Rewrite the review of the Museum of Ice Cream, starting with "If I was more" and going on through "open September 8.", and replace "outing" with "excursion".

SOURCE EXTRACT

******************************

The Museum Of Ice Cream Offers A Lot Of Sugary Instagramable Shots, But Not Much Substance
by Heather Cassell
I don’t know what I really expected out of a museum about ice cream.
If I was more imaginative like my friend, Girl Roamer Emily, I would have dressed more appropriately for our day at the Museum of Ice Cream. Camped it up a bit. Dressed the part in outrageously girlish pink.
It just might have put me in a different mindset. One that didn’t expect much more than a fun late morning outing with my friends at the most popular museum that is not really a museum, but an Instagram playground.
Novelty
It was a novelty when I bought the tickets after my niece alerted me that a new round of sales was about to open last fall.
Tickets to the museum have been hot, selling out in minutes if not seconds. Ticket sales haven’t slowed down since the museum opened in San Francisco nearly a year ago. The founders simply continue to extend its stay on Grant Avenue in the heart of Union Square. It’s most recent round of timed ticket sales open September 8.
The museum came to San Francisco after a hugely successful star-studded run in Los Angeles in 2017 and causing a sensation in New York, where it first launched in 2016.
The museum, founded by Laguna Beach, California native and Parsons alumna Maryellis Bunn and Lightbox CEO Manish Vora, who formerly worked on Wall Street, isn’t loved by everyone. San Franciscans have protested the uber popular sprinkles pool. Even though there’s an air shower to remove the sprinkles after rolling around in the pool for our allotted four minutes, I still ended up unknowingly taking some home with me and probably trekking some out onto the street to my fellow San Franciscans ire. I have no idea what the sprinkles are made of, but they have been causing an environmental concern.
That sticky issue aside…
A Little Bit About Ice Cream
First, you are welcomed in a small group where you announce your favorite ice cream and pick your ice cream name. I forgot mine.
Upon entering the museum there is a brief history of ice cream written on the wall. That’s about as museum as it gets. Here museum-goers learn a number of things. Ice cream’s origins trace back to 618 AD to the Chinese Tang Dynasty. That President George Washington really liked ice cream (he spent $5,000 in today’s money in one summer on the cool desert … it must have been one hot summer!). That the commercialization of ice cream started in 1843 with the invention and patent of Nancy Johnson’s hand-cranked ice cream machine, and the ice cream scoop was created by African American man Alfred Cralle in 1893 (who also received a patent). There is much more in short snippets of key moments in ice cream history leading up to today along the wall, but that was the end of anything informative and interesting about ice cream.

******************************

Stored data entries
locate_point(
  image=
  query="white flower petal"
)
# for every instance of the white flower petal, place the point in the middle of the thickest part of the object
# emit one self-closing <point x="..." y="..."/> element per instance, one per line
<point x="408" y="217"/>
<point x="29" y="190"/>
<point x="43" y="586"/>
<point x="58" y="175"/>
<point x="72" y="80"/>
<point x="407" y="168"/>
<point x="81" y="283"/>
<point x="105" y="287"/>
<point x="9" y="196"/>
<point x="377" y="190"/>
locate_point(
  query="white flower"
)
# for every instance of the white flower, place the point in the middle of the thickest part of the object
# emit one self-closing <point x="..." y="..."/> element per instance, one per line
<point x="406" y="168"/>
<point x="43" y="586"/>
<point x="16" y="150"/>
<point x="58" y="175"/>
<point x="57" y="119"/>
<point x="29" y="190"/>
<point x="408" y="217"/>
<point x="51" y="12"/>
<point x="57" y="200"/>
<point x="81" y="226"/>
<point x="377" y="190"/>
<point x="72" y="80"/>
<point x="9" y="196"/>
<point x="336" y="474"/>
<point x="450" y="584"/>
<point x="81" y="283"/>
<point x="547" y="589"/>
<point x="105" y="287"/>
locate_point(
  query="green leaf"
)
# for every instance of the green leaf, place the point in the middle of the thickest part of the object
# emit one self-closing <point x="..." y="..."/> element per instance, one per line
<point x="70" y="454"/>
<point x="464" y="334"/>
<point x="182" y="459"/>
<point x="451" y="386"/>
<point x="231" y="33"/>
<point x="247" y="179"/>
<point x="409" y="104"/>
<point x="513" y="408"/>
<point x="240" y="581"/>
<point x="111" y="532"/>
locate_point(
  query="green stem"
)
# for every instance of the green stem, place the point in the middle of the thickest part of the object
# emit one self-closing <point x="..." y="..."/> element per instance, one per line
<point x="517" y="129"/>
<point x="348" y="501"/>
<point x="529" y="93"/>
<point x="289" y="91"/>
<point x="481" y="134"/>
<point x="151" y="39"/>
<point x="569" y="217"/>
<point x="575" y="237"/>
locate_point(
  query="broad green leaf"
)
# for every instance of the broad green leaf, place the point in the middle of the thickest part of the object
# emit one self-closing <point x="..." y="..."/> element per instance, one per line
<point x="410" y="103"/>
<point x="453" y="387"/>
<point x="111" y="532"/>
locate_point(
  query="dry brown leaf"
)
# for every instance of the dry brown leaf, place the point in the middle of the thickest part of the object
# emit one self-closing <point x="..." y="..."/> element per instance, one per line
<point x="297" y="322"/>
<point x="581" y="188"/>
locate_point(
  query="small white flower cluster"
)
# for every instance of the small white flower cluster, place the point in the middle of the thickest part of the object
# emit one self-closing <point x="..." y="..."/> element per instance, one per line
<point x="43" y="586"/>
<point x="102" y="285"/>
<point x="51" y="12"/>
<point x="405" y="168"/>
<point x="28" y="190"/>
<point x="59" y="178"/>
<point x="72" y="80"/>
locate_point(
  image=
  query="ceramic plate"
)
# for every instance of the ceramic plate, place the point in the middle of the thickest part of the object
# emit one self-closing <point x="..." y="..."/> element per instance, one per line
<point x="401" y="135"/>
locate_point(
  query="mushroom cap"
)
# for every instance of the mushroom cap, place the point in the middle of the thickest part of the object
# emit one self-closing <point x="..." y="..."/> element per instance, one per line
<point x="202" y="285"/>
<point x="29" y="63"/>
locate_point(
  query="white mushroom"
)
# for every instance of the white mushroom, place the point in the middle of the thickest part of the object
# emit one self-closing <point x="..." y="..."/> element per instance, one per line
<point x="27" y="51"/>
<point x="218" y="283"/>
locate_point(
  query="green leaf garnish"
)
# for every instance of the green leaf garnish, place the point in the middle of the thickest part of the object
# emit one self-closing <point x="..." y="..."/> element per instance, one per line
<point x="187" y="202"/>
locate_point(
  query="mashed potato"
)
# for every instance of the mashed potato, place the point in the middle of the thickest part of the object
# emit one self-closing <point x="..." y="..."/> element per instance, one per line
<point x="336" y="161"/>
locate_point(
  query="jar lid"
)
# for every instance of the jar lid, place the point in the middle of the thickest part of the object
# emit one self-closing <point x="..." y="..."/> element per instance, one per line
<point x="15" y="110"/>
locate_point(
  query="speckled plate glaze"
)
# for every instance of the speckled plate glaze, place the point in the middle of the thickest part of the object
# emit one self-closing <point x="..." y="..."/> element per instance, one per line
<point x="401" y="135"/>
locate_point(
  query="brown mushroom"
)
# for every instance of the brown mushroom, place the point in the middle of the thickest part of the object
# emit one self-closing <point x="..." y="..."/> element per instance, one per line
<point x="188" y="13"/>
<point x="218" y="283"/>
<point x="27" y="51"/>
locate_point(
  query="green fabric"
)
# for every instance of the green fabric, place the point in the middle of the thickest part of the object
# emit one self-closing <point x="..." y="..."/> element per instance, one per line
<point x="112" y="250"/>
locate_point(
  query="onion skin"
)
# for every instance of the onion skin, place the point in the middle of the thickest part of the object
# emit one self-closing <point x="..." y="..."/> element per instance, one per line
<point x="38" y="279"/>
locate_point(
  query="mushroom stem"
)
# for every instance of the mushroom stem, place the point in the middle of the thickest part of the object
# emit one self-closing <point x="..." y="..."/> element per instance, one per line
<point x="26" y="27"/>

******************************

THE RESULT
If I was more imaginative like my friend, Girl Roamer Emily, I would have dressed more appropriately for our day at the Museum of Ice Cream. Camped it up a bit. Dressed the part in outrageously girlish pink.
It just might have put me in a different mindset. One that didn’t expect much more than a fun late morning excursion with my friends at the most popular museum that is not really a museum, but an Instagram playground.
Novelty
It was a novelty when I bought the tickets after my niece alerted me that a new round of sales was about to open last fall.
Tickets to the museum have been hot, selling out in minutes if not seconds. Ticket sales haven’t slowed down since the museum opened in San Francisco nearly a year ago. The founders simply continue to extend its stay on Grant Avenue in the heart of Union Square. It’s most recent round of timed ticket sales open September 8.